Aim:
Put the lines below into a two-column CSV with the header "prompt,points". Write one row per request, holding its text and its answer, each as a single quoted field in which line breaks become spaces.

Entries from a data source
--*--
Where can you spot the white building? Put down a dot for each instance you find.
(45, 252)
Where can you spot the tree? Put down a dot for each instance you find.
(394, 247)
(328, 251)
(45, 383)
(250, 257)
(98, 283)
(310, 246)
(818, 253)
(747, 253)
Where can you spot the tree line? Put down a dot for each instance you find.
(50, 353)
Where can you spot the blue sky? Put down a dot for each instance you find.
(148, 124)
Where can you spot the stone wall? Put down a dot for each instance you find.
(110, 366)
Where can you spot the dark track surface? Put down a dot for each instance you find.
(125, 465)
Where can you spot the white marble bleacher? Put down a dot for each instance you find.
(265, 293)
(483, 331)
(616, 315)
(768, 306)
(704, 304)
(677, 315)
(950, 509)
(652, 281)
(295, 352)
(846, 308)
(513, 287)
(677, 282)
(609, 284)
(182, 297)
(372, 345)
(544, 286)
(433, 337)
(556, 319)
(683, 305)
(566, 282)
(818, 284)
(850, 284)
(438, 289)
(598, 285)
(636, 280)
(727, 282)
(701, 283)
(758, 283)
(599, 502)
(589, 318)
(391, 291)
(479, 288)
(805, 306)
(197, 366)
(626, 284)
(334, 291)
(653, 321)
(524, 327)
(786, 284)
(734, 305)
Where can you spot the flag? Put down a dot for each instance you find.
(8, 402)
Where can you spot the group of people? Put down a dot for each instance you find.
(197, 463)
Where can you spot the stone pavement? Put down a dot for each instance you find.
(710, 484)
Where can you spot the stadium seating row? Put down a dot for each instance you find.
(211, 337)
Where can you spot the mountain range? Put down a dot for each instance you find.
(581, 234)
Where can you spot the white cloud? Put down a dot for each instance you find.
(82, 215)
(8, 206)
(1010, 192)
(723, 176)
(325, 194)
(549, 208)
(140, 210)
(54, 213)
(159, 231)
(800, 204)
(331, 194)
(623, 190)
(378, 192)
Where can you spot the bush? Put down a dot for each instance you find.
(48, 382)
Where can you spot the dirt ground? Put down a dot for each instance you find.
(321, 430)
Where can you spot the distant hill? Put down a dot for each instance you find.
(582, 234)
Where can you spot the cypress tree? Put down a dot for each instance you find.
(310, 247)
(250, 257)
--*--
Solution for this exercise:
prompt,points
"Where can you spot the white building? Put down a dot for each instance you find.","(45, 252)"
"Where can you spot the tree? Put down a dot for each instance you find.","(394, 247) (328, 251) (45, 383) (250, 257) (98, 283) (310, 246) (818, 253) (747, 253)"
"Where can you spot the tree line? Put down a dot for each instance you find.","(50, 353)"
"Where can you spot the blue sky? Put down a dot for each instance you find.","(148, 124)"
"Where can you spot the stone wall? Put down a dot for each instance you find.","(110, 366)"
"Where can you spot the dark track surface? Put down a dot for each instance you find.","(125, 465)"
"Where can you spot the white marble bleacher? Put down a dot for each instance you find.","(265, 293) (483, 331) (616, 315) (768, 306) (704, 304) (677, 315) (950, 509) (652, 281) (295, 352) (846, 308) (513, 287) (677, 282) (609, 284) (182, 297) (372, 345) (544, 286) (433, 337) (556, 319) (683, 305) (566, 282) (818, 284) (850, 284) (438, 289) (598, 285) (636, 280) (727, 282) (701, 283) (758, 283) (599, 502) (589, 318) (391, 291) (479, 288) (805, 306) (197, 366) (626, 284) (334, 291) (653, 321) (524, 327) (786, 284) (734, 305)"
"Where can you spot the flag? Put down a dot for each instance you find.","(8, 402)"
"Where can you spot the group of people? Put down a dot for each instance you find.","(197, 463)"
"Where can you spot the stone pavement? Put down a dot for each instance you find.","(710, 484)"
"Where can you spot the stadium seating row? Put down a dot for each instance you find.","(211, 337)"
"Where can you spot the mountain range? Put down a dot for each instance you find.","(581, 234)"
"Where can you spot the white cloud? Put down a dot for each instance you find.","(82, 215) (8, 206) (1010, 192) (723, 176) (325, 194) (549, 208) (140, 210) (54, 213) (159, 231) (800, 204) (331, 194) (623, 190) (378, 192)"
"Where can you spot the bush? Put down a dot for each instance you find.","(48, 382)"
"Where can you spot the dirt ground? Put down a dot for each instance you find.","(321, 430)"
"Where can you spot the distant hill? Put down a dot for each instance you find.","(582, 234)"
"Where can you spot the cypress tree? Put down a dot for each instance you find.","(310, 247) (250, 257)"